**Data records**.

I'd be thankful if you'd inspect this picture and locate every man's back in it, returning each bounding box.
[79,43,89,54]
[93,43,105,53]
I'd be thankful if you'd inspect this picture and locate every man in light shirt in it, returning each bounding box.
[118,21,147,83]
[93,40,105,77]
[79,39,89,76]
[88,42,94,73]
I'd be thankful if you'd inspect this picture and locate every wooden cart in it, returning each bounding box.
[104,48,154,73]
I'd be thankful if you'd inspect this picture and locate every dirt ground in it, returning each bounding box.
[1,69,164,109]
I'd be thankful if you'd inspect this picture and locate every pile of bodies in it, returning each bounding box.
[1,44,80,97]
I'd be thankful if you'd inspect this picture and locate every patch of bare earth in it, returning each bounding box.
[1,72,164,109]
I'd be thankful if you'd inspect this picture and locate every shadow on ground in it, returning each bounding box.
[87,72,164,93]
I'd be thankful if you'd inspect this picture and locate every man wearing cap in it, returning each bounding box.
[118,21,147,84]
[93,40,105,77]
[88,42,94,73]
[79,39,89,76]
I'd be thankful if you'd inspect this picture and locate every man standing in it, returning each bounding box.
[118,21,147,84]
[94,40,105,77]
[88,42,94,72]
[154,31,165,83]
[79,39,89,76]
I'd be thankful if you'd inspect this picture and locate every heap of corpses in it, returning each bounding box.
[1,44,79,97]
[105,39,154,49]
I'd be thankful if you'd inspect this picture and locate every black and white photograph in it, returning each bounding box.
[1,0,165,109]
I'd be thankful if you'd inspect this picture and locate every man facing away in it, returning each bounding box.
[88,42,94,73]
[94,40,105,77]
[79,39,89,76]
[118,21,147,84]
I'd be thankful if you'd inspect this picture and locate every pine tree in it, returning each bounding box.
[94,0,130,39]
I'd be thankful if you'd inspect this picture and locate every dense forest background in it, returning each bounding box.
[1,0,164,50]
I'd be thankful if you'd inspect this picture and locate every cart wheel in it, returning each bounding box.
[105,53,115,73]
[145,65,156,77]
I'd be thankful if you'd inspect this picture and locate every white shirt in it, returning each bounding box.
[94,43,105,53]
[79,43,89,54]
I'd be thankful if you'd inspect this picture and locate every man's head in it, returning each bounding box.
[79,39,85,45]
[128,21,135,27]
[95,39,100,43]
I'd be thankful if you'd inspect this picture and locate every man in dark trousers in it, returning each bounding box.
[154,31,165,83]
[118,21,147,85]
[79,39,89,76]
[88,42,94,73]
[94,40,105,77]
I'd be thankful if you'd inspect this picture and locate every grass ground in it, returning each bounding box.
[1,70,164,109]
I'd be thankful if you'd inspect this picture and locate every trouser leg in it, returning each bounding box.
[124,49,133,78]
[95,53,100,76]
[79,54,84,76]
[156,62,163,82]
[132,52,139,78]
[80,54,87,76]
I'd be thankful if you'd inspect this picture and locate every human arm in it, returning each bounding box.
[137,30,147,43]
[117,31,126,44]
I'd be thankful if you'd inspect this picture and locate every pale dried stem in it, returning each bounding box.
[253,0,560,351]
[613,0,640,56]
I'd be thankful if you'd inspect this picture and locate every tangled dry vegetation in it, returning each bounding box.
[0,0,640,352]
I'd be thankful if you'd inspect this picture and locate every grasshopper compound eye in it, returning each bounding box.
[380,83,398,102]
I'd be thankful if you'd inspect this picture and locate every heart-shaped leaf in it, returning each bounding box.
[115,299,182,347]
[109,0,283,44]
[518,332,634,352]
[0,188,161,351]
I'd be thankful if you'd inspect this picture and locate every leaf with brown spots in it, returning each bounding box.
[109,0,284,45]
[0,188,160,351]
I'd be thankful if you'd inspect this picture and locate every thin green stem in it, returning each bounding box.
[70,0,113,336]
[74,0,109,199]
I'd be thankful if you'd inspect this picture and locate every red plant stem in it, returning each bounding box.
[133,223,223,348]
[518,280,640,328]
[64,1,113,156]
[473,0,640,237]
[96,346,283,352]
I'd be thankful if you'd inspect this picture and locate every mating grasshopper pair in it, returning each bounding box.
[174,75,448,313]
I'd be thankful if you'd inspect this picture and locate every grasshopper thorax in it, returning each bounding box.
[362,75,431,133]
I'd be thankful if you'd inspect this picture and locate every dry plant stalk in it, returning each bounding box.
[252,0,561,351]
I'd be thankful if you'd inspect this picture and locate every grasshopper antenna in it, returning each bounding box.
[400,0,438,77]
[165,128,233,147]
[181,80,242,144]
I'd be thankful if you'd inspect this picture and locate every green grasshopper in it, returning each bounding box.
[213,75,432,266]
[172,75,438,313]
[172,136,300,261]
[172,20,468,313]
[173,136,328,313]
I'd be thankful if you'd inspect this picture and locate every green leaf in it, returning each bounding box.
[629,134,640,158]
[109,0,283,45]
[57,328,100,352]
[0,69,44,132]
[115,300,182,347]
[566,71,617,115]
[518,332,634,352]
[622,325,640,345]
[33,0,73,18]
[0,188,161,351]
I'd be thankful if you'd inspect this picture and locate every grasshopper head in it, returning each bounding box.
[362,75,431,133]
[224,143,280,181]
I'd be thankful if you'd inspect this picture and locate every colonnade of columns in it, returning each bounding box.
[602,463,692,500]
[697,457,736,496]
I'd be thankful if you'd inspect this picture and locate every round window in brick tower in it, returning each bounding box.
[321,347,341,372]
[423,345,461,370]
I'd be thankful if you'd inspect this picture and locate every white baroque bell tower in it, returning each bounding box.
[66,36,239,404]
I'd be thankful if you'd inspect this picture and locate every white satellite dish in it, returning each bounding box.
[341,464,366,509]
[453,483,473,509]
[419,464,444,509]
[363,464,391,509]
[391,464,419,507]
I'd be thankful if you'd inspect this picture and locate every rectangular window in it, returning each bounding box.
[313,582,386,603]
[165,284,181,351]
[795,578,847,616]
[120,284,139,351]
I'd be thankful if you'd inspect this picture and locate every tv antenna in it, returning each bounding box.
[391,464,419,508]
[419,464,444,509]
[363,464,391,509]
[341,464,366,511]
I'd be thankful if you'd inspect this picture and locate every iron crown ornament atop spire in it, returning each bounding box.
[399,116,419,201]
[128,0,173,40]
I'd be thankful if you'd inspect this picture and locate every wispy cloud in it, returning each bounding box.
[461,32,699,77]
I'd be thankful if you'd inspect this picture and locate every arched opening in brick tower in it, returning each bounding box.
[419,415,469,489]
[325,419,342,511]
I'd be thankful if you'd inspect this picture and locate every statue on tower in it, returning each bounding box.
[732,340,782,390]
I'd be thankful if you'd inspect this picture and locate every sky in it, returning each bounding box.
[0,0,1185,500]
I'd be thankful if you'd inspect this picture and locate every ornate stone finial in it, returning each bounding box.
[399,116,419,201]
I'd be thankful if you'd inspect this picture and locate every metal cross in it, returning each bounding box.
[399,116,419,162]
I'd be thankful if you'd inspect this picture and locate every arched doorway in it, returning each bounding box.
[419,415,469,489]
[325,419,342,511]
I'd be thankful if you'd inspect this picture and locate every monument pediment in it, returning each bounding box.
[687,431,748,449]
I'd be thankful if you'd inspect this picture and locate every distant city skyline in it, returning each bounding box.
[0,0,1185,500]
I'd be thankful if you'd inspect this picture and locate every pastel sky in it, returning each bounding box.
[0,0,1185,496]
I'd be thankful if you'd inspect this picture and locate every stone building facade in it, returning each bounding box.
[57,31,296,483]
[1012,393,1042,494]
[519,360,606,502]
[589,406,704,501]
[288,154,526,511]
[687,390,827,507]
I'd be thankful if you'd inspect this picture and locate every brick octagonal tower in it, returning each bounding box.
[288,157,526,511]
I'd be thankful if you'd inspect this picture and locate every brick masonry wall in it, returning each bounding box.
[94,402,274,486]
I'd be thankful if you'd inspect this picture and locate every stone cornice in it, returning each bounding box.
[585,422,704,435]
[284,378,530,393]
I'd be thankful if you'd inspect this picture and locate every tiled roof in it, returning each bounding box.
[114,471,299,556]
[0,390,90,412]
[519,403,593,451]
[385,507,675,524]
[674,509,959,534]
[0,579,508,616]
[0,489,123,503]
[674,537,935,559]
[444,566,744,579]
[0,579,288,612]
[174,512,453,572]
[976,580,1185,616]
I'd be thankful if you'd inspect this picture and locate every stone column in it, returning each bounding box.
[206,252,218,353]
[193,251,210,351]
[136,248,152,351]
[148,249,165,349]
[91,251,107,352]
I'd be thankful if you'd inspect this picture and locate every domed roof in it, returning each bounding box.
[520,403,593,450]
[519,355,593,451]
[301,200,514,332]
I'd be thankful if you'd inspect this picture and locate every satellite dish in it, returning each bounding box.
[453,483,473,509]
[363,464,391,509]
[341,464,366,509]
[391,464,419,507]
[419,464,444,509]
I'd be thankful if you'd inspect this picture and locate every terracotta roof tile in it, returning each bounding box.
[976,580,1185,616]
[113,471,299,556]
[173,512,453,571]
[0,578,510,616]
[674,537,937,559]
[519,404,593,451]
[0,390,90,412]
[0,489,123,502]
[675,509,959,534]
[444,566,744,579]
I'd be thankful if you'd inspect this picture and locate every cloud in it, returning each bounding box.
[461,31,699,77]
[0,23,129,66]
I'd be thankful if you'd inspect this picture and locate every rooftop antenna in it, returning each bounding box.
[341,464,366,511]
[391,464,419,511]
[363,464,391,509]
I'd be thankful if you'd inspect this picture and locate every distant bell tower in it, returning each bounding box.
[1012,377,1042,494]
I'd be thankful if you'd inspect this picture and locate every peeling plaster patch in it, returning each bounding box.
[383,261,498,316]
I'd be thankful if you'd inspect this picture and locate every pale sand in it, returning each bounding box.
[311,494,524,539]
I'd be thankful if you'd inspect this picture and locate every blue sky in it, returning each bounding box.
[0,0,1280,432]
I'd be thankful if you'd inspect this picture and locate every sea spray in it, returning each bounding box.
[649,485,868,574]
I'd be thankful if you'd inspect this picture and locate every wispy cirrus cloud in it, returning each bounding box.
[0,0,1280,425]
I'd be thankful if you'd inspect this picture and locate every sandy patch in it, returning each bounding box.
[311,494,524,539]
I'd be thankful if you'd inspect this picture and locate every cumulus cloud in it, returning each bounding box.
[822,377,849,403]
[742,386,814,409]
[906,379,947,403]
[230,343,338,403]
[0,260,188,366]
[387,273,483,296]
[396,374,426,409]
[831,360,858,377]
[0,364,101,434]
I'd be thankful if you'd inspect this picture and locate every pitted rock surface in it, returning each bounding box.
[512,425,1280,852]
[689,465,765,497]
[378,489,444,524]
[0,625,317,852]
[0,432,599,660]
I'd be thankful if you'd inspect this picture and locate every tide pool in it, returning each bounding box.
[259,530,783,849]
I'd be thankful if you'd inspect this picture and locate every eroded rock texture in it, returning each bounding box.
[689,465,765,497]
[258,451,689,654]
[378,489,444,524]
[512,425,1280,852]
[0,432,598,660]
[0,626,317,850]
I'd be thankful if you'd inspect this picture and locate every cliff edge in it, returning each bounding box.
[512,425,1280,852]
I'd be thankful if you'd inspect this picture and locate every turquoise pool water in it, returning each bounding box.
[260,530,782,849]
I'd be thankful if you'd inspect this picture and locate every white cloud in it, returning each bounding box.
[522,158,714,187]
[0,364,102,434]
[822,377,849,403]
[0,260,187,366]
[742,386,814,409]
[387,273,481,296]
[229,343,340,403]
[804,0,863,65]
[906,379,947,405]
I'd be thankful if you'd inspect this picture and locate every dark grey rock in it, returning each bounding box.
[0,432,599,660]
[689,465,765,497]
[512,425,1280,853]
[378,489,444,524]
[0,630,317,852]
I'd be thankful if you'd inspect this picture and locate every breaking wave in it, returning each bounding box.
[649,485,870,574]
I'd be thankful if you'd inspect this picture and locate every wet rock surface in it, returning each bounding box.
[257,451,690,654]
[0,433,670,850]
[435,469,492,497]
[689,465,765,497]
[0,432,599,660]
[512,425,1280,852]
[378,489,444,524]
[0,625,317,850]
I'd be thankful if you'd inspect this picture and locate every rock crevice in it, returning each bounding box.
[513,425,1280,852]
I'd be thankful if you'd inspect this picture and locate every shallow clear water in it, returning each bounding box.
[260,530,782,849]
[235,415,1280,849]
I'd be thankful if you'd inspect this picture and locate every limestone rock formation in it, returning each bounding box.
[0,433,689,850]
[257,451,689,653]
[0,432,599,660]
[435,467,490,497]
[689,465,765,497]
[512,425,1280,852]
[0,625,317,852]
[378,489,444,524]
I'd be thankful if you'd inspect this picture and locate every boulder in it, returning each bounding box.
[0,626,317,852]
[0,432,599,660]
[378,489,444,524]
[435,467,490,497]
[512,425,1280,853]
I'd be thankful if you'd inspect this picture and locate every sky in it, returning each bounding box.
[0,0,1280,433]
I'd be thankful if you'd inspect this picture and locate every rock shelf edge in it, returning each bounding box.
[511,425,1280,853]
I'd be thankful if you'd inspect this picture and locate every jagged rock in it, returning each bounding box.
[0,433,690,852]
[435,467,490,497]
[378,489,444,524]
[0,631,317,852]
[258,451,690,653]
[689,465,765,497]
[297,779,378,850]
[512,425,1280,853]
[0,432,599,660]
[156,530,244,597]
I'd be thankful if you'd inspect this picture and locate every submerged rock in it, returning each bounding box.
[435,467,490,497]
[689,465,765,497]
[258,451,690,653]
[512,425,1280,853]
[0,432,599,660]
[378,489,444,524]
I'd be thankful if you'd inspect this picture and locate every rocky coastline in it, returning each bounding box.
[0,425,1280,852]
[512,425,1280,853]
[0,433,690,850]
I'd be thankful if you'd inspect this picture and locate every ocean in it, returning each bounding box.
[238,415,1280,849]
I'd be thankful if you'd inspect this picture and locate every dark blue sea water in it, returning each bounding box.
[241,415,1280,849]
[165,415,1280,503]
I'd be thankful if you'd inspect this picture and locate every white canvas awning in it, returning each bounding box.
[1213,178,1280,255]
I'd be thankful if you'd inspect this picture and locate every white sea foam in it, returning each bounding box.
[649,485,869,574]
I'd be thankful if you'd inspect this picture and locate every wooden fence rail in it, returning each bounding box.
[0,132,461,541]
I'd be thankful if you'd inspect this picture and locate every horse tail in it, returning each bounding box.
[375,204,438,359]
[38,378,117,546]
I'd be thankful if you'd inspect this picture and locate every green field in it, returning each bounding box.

**Task details**.
Copy the lines from the one containing "grasshopper antenna in it, returning each bounding box." through the one containing "[181,80,242,144]", both included and nothing else, multiplying each bounding-box coordinate in the answers by 0.8 and rounding to a whole number, halves up. Leave every other line unchanged.

**Response**.
I'd be thankful if you'd inspect this picture and locate every grasshopper antenna in it, returning each bounding box.
[320,0,350,62]
[132,102,186,118]
[145,64,194,115]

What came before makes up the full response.